[Task goal]
Copy out every line of the records below word for word, without changing anything.

-- BEGIN Records for processing --

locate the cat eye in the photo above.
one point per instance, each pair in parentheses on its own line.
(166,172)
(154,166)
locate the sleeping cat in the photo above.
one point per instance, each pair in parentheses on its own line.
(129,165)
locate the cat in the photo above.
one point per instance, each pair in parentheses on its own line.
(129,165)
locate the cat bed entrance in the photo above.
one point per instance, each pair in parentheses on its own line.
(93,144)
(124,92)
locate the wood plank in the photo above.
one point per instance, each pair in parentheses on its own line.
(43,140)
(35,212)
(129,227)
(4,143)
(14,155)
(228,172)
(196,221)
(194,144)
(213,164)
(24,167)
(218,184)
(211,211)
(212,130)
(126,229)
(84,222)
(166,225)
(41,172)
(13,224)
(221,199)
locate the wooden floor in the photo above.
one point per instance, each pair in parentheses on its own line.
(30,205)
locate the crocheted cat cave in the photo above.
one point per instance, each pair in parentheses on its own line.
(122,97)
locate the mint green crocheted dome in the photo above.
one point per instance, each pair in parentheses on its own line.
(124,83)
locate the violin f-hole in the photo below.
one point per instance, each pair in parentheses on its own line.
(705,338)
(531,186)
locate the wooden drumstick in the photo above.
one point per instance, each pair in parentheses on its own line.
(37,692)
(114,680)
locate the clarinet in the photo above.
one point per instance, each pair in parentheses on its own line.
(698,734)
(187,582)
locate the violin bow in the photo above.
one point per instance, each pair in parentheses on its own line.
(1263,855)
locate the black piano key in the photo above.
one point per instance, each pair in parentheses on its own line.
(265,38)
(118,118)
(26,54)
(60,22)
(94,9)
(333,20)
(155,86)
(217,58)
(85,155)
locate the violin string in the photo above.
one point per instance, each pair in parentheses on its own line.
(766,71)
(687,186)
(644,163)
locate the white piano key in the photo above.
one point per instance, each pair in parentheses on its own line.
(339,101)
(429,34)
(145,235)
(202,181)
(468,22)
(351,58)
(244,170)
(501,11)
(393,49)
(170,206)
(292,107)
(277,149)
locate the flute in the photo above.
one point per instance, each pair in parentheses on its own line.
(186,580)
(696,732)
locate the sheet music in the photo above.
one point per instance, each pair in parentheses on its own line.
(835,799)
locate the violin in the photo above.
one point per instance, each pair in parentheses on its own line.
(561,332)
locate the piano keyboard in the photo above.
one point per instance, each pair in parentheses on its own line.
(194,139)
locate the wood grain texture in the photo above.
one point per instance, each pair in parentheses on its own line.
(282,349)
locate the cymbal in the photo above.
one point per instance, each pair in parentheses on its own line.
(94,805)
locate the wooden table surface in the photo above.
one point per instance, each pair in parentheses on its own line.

-- END Records for processing --

[Exercise answer]
locate the cat eye in the photo above.
one point per instance, each pair in parentheses on its own line.
(166,172)
(154,166)
locate the sleeping cat in the photo above.
one point per instance, each pair in parentheses on its own line.
(129,165)
locate the cat in the photo above.
one point per instance, each pair in parentheses on its own line.
(129,165)
locate the cat bed entrance in the photo above.
one point per instance, each pair in parentheses on its own line.
(93,144)
(124,92)
locate the wood plank in the photo above.
one point per instance, each pair in parentheses on its own line.
(43,140)
(35,212)
(129,227)
(4,143)
(14,155)
(228,172)
(196,221)
(194,144)
(213,164)
(24,167)
(218,184)
(211,211)
(212,130)
(126,229)
(84,222)
(166,225)
(41,172)
(13,224)
(221,199)
locate the wooden floor in the photo above.
one point per instance, each pair in parentheses on its own line.
(30,205)
locate the crocheted cat cave in the photo above.
one point per instance, each pair in parentheses on its own line.
(122,97)
locate the mint green crocheted dome in the photo above.
one point per instance, each pair in parentheses on its own line.
(124,83)
locate the violin f-hole in the photo below.
one point per instance, each pair in parentheses on its own line.
(705,338)
(531,186)
locate the wooden drumstick in the photo above.
one point per instance, each pair in parentheses on its own line.
(37,692)
(114,680)
locate the clarinet in the photo above.
one point per instance, each pair in parentheses on its own line.
(698,734)
(187,582)
locate the violin bow in the photo above.
one point per instance, each pair in parentheses on its own line.
(1263,855)
locate the black piano key in the photo above.
one point per instance, each pair in parentheses on its own line.
(265,38)
(118,118)
(26,54)
(60,22)
(94,9)
(333,20)
(155,86)
(217,58)
(85,155)
locate the violin string in the photo above.
one point per instance, each pair in parentheses on its own line.
(766,71)
(687,186)
(644,163)
locate the white piano key in the photo above.
one point per instance, each pair in parentheses on its own line.
(339,101)
(429,34)
(145,235)
(202,181)
(468,22)
(351,58)
(244,170)
(501,11)
(393,49)
(170,206)
(292,107)
(277,149)
locate the flute in the photo above.
one point per instance, each pair in parentheses on its own line.
(186,580)
(696,732)
locate the sheet music in the photo above.
one point per instance, each pair in parentheses on its own line.
(835,799)
locate the violin in the photo above.
one point per instance, each pair in parentheses on its own line.
(561,332)
locate the piano keyboard in the photo above.
one point per instance, each pair in parentheses on its own line.
(194,139)
locate the wood grain texture in the photo above.
one point per instance, each pair in parentheses on its own line.
(282,349)
locate the cymbal in the photo above.
one point per instance, each pair in parentheses on its own line.
(94,805)
locate the wooden table surface in the photo above.
one point per instance, each pair in parentheses on its own line.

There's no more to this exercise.